Aos mais preparados, a travessia pode até ser enfadonha. No entanto, já posso dizer que muitos que permanecem por aqui reconhecem o meu esforço e se identificam com os tormentos e agruras expostos nessas páginas virtuais.
E foi numa dessas caminhadas inconstantes pelas ruas de éssepê — algo que faço com prazerosa frequência e que gerou o nome de todo esse projeto — que pude recuperar uma importante parte minha perdida por motivos ainda duvidosos. Defendo brutalmente essas andanças por elas sempre me proporcionarem uma espécie de catarse. Quase como uma forma de me ver de fora… de mim. E reencontrar numa esquina, pelo boteco, do outro lado da rua, pequenos ou enormes prazeres elétricos atropelados pela rotina asfixiante e assalariada.

▸ **Material fornecido**:
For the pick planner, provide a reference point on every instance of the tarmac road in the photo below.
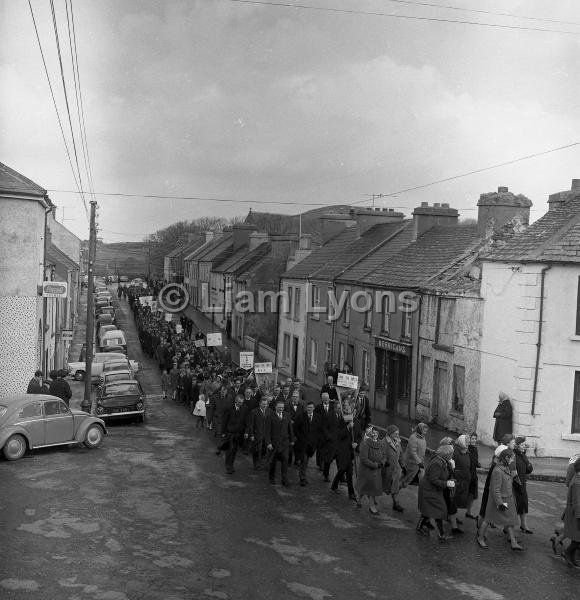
(152, 515)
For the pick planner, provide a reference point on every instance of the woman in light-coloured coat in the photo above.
(501, 508)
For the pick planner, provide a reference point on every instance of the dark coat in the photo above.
(328, 436)
(234, 421)
(307, 434)
(257, 422)
(503, 420)
(462, 476)
(279, 432)
(35, 388)
(344, 440)
(520, 489)
(431, 500)
(61, 389)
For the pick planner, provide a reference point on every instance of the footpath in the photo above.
(545, 469)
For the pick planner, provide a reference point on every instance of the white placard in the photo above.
(214, 339)
(347, 380)
(246, 360)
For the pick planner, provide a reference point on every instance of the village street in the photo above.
(151, 514)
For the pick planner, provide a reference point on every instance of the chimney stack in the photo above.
(425, 217)
(495, 209)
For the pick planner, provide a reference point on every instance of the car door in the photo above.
(31, 419)
(58, 421)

▸ **Tarefa curta 1**: Diga se cada afirmação concorda com o texto sobre as caminhadas pelas ruas de éssepê, respondendo sim ou não e citando as palavras do texto que decidem: (a) quem escreve faz essas caminhadas raramente; (b) as caminhadas deram origem ao nome do projeto; (c) para os mais preparados, a travessia pode ser enfadonha.
▸ **Tarefa curta 2**: Dê sequência ao texto sobre as caminhadas pelas ruas de éssepê, começando logo depois da última frase.

▸ **Resposta escrita 1**:
(a) Não: "algo que faço com prazerosa frequência".
(b) Sim: "que gerou o nome de todo esse projeto".
(c) Sim: "Aos mais preparados, a travessia pode até ser enfadonha".

▸ **Resposta escrita 2**:
Estive distante da literatura desde o meu último término. Reflexões posteriores me ajudaram a entender que, enquanto perseguia a manutenção do meu relacionamento, eu li de maneira desesperada. Sem conseguir encarar o fracasso evidente da minha realidade amorosa, eu apostei nos livros como uma forma de fuga. Uma maneira sadia de visualizar outros repertórios, acessar um mundo um pouco mais colorido do que o meu na época. Além, é claro, de ter uma companhia fiel e sempre interessada, algo que também inexistia nos últimos tempos na tal vida de casal. E não me arrependo nenhum pouco. Mais uma vez, a literatura foi um alento e realmente me permitiu estar mais forte, quando fui obrigado a enfrentar o que deveria há muito ter sido enfrentado.
Por outro lado, não me apoiei mais nela desde então. Talvez, eu me esforcei para justamente fincar os pés no chão e saber de cor todos os absurdos reais que eu vivi nos últimos tempos. Talvez, eu precisasse me distanciar das linhas para finalmente mergulhar em dores brutais que, indubitavelmente, estavam sendo menosprezadas. Dito isso, quase como um conselho assoprado no meu ouvido, decidi virar à direita e entrar na Martins Fontes, a única livraria decente que ainda resiste na Avenida Paulista.
(Eu já falei um pouco disso em outras edições, mas prometo um dia ainda fazer um número especial apenas sobre essa assepsia literária que domina éssepê. Uma violência, um extermínio e com consequências assustadoras!)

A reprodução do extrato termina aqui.